**THE DATA**.
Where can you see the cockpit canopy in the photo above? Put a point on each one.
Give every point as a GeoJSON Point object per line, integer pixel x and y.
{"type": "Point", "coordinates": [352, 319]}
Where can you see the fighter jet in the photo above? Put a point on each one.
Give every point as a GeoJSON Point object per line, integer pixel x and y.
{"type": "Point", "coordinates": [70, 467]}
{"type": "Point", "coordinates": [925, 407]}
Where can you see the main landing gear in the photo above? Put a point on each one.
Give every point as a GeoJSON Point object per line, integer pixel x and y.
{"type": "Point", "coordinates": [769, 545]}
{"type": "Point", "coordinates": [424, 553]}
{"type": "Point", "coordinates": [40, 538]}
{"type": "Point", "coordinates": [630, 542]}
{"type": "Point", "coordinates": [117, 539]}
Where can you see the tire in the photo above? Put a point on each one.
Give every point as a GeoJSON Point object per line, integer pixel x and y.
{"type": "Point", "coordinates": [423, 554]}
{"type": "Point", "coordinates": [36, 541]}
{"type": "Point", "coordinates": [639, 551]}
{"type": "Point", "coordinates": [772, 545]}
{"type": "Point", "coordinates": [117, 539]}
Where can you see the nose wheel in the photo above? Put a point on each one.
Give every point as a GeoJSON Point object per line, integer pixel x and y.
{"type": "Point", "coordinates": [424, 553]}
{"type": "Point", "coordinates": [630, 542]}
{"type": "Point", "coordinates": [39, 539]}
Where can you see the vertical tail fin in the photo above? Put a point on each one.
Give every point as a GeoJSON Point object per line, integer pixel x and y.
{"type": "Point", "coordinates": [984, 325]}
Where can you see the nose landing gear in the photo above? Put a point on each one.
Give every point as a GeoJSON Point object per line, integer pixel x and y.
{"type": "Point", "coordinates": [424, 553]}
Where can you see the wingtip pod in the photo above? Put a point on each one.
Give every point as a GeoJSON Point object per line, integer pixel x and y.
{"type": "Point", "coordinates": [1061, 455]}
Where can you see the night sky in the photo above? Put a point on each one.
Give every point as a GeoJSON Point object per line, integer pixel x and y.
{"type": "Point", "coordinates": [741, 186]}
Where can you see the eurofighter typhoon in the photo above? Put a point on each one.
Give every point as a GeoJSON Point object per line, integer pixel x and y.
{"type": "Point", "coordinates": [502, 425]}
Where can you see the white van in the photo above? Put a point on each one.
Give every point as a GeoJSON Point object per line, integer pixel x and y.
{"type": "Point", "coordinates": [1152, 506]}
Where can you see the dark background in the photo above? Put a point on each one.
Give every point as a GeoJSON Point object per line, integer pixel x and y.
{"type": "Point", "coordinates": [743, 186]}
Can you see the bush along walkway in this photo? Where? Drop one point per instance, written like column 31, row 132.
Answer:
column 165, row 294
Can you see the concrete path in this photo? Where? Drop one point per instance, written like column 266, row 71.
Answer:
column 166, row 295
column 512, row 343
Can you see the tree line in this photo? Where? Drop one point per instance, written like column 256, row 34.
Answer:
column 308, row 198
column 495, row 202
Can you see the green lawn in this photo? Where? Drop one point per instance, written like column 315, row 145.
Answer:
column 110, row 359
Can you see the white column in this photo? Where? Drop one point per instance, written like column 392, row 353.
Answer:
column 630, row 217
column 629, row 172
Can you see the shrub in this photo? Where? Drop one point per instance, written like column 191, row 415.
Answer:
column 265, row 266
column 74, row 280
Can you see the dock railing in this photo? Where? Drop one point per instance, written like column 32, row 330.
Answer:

---

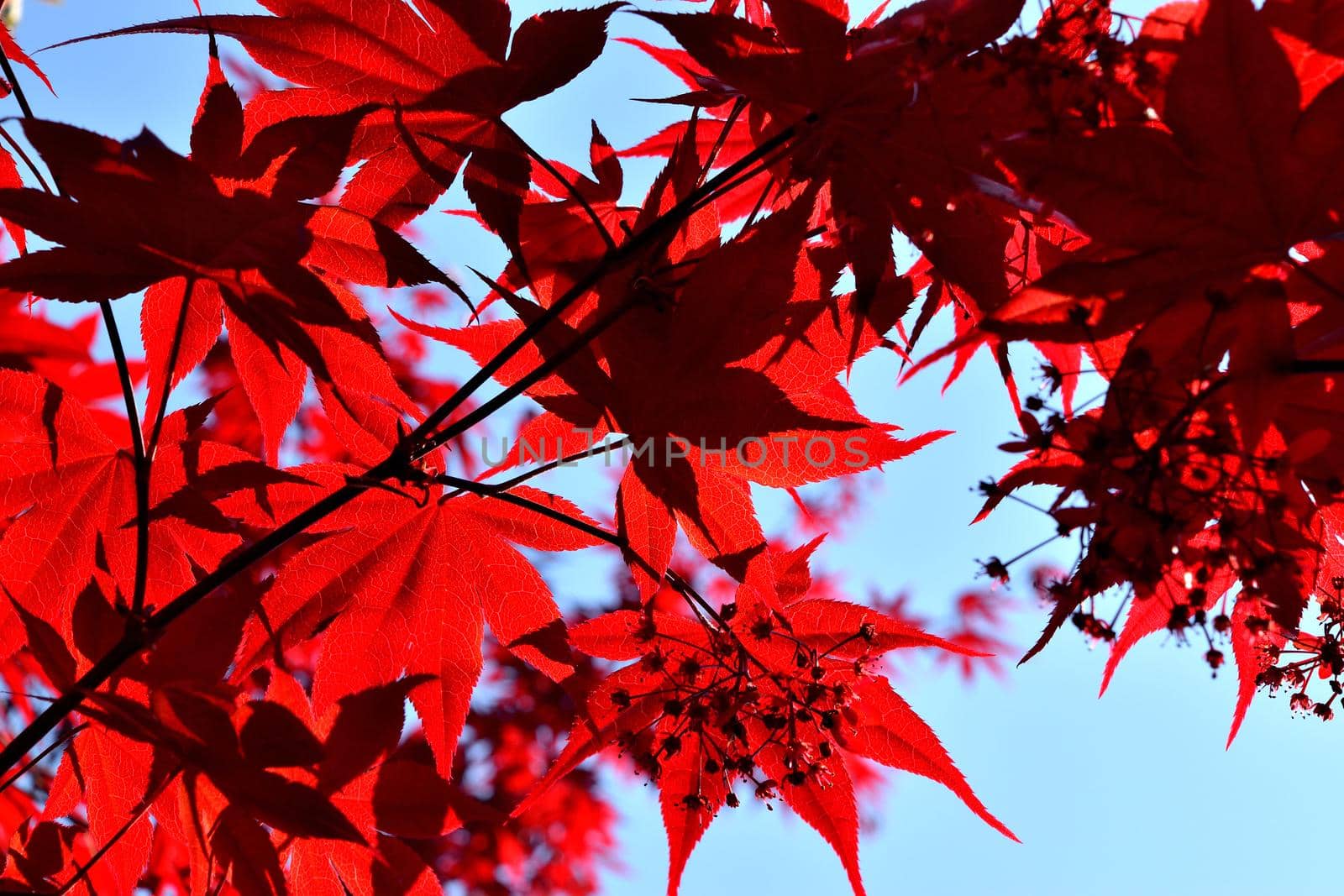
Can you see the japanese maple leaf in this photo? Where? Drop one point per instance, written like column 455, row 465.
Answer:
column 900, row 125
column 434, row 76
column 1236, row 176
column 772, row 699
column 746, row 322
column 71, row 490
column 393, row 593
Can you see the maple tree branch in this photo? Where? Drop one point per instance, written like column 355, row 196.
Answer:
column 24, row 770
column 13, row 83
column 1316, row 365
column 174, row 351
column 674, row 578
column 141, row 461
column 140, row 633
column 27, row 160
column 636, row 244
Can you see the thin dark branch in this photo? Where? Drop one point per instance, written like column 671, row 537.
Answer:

**YOUR OBJECTIVE**. Format the lines from the one containing "Can you see the maple" through the one containing "column 636, row 244" as a JSON list of strings, one string per line and blank lines omitted.

**EXERCISE RESPONSE**.
[
  "Can you see the maple tree branch in this photo? Where? Drop one point per instance, written like column 355, row 196.",
  "Answer:",
  "column 24, row 770",
  "column 13, row 83",
  "column 1316, row 365",
  "column 174, row 351",
  "column 674, row 578",
  "column 141, row 461",
  "column 140, row 633",
  "column 27, row 160",
  "column 636, row 244"
]